ASSIGNMENT → Please output only the lines running from the one that contains "Query: windshield glass" through the last line of the data below, exactly as they stand, with no pictures.
[[ DATA SUPPLIED open ]]
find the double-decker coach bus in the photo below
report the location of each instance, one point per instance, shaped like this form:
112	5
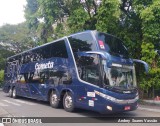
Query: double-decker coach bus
90	70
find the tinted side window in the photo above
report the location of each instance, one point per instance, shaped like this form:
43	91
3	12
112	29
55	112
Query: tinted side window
82	42
58	49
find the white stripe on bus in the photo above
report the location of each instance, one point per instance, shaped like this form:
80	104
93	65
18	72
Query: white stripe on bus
12	103
1	104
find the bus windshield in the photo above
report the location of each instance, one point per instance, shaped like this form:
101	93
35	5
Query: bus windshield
120	78
112	45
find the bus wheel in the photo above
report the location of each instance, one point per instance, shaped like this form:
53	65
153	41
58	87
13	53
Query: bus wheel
68	103
10	92
14	93
54	102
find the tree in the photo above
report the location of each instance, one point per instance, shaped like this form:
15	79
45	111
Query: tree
15	38
1	77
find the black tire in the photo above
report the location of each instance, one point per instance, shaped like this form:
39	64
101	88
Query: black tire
68	102
53	99
10	92
14	93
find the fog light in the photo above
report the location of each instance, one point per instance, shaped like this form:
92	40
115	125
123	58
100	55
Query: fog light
109	108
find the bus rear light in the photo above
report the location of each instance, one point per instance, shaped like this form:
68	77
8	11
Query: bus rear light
109	108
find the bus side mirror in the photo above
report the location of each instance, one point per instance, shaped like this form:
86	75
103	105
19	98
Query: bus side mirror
67	78
146	66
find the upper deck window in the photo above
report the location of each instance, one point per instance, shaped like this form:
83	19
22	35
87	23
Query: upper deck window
82	42
112	45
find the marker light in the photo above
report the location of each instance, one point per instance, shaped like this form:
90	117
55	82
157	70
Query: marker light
109	108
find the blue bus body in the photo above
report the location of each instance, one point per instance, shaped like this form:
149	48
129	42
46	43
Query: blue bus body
80	69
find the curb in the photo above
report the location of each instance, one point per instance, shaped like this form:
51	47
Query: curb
151	102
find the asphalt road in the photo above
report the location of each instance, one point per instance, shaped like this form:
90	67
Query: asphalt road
23	107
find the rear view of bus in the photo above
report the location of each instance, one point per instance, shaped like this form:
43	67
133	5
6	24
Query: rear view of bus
106	73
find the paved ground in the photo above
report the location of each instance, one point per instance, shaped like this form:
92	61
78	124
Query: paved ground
23	107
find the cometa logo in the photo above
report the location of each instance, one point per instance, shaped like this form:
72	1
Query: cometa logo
44	65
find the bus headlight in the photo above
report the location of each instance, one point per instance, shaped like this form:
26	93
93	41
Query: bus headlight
119	101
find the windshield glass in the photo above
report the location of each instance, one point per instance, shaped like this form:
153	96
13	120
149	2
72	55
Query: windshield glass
121	78
112	45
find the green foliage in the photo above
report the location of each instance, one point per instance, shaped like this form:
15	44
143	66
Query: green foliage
108	15
136	22
76	22
148	52
15	37
151	80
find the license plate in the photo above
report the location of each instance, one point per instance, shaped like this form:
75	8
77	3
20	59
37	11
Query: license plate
127	108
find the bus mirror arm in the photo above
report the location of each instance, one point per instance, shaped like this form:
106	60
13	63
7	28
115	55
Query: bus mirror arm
146	66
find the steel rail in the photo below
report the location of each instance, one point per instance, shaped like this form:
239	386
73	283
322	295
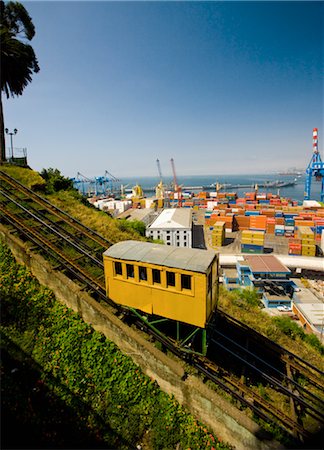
[[ DATA SUPPLIED closed ]]
RESULT FOR THIS EXERCISE →
Query: windshield glass
121	78
112	45
find the green foliage in the photo above
report the location of each instance, one point per instance, shaped like this form:
15	44
143	66
Query: green foliage
108	15
136	22
76	22
148	52
15	37
151	80
find the license plate in the photo above
report the location of each instance, one point per instance, shaped like this form:
75	8
77	3
20	59
37	11
Query: license plate
127	108
find the bus mirror arm in the photo above
report the location of each instance, one point per instance, shaped like this form:
106	60
13	63
7	28
115	55
Query: bus mirror arm
146	66
find the steel rail in the photo below
report the location of each instance, one point per instance, shaped like this form:
239	386
73	283
322	295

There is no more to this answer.